**EXCERPT PROVIDED**.
While these measurements aren't perfect – even if a child is ill, there might be time or money restraints that prevent a doctor visit – when taken together and allowing for controlling factors, there's still a " statistically significant" trend, the researchers say.

There's a lot of previous research to back these ideas up. Earlier studies have shown that child development can improve when both parents get involved, for example, and that a family resemblance encourages dads to spend more time with their kids.

And how does dad being around help? Babies are better protected from harm and get more care with both parents around, the researchers say – simply put, there are two people rather than one looking out for and dealing with health issues.

"We find a child's health indicators improve when the child looks like the father," says Polachek. "The main explanation is that frequent father visits allow for greater parental time for caregiving and supervision, and for information gathering about child health and economic needs."

"It's been said that 'it takes a village' but my coauthor, Marlon Tracey, and I find that having an involved father certainly helps."

**WHAT YOU NEED TO DO**.
1 – In the rows between the line holding "Where can you spot the steel" and the end of the rows, inclusive, update "steel rail" to "metal rail" and leave everything else unchanged.
2 – Go on with the passage about fathers and their children's health from where it stops.

**Photo object pointing rows**.
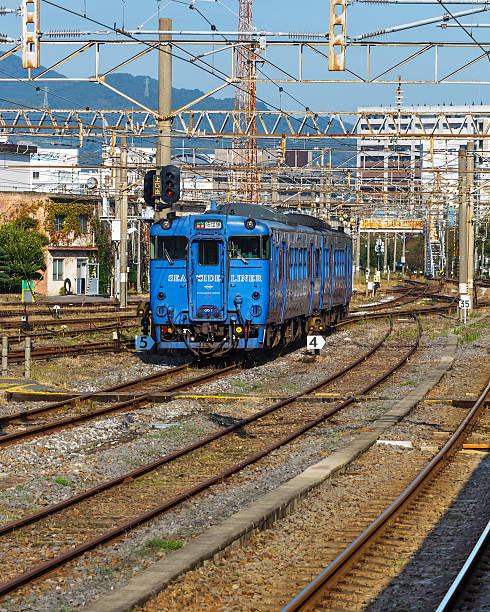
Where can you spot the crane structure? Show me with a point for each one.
(245, 125)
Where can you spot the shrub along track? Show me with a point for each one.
(31, 546)
(352, 580)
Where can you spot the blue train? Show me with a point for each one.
(245, 277)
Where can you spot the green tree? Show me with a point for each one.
(22, 245)
(4, 266)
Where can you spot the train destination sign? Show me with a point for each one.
(212, 224)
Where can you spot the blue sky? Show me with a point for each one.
(277, 15)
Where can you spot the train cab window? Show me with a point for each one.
(168, 247)
(249, 247)
(208, 254)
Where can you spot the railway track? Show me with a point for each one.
(21, 336)
(471, 579)
(352, 578)
(81, 409)
(87, 520)
(414, 292)
(117, 318)
(60, 350)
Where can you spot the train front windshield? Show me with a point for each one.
(249, 247)
(168, 247)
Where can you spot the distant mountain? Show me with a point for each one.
(79, 95)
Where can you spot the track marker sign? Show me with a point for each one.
(315, 342)
(144, 343)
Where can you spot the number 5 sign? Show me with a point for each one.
(144, 343)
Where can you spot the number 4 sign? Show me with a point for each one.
(315, 342)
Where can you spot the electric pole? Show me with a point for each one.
(470, 168)
(164, 141)
(463, 224)
(123, 274)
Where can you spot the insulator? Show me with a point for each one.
(62, 34)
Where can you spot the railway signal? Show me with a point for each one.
(170, 177)
(162, 189)
(149, 192)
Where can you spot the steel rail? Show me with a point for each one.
(341, 565)
(50, 352)
(25, 414)
(93, 414)
(73, 321)
(187, 449)
(75, 552)
(465, 573)
(73, 332)
(398, 298)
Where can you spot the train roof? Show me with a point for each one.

**RESULTS OF THE EXERCISE**.
1 –
Where can you spot the metal rail? Show me with a point for each one.
(341, 565)
(50, 352)
(25, 414)
(93, 414)
(73, 321)
(187, 449)
(75, 552)
(465, 573)
(73, 332)
(398, 298)
Where can you spot the train roof? Show me with a point for each one.

2 –
The researchers themselves admit it's difficult to make broader generalisations about married families and families where both parents are living together, but they are keen to emphasise the importance of dad in ensuring a good start in life for kids.

With income equality in the US continuing to increase, and single-parent families often feeling the brunt of economic hardships, kids from these homes are at a disadvantage to begin with – and poor health is only going to make that problem worse.

"Greater efforts could be made to encourage these fathers to frequently engage their children through parenting classes, health education, and job training to enhance earnings," says Polachek.

The research has been published in the Journal of Health Economics.